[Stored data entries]
= Beginning of Section =

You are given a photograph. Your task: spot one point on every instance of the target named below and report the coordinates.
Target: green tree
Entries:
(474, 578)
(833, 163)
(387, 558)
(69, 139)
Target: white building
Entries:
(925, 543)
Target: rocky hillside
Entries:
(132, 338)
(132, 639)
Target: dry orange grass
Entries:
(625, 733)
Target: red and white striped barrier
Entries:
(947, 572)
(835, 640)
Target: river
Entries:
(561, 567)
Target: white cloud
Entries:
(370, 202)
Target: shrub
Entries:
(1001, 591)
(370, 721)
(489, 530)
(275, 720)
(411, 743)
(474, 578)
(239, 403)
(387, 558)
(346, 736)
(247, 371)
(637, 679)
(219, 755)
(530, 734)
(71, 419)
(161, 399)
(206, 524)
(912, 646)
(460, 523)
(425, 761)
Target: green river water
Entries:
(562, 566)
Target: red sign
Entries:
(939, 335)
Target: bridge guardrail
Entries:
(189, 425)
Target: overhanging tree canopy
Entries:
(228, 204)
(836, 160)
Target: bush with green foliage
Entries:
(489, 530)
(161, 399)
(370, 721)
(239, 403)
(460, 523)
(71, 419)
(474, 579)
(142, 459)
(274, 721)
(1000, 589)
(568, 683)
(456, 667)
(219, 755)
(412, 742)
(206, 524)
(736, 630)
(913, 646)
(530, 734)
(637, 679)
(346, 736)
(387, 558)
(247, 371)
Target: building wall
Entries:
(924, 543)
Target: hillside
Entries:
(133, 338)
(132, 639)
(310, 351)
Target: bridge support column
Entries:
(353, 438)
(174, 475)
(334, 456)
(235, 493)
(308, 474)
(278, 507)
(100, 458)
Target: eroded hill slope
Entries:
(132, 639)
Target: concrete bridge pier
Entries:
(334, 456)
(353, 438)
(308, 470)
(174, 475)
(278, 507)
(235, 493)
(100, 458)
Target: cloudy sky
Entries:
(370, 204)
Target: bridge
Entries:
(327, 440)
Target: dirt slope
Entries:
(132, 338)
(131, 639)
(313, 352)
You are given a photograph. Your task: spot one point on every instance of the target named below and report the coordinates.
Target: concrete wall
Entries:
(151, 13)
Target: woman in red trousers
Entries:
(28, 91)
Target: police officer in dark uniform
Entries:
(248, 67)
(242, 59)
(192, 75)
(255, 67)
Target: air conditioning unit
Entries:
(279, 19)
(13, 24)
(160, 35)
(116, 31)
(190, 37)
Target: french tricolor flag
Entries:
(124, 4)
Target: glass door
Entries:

= End of Section =

What needs to be done →
Above are some records. Count the lines among them with the word "hillside", and answer with the number only.

Exercise result →
2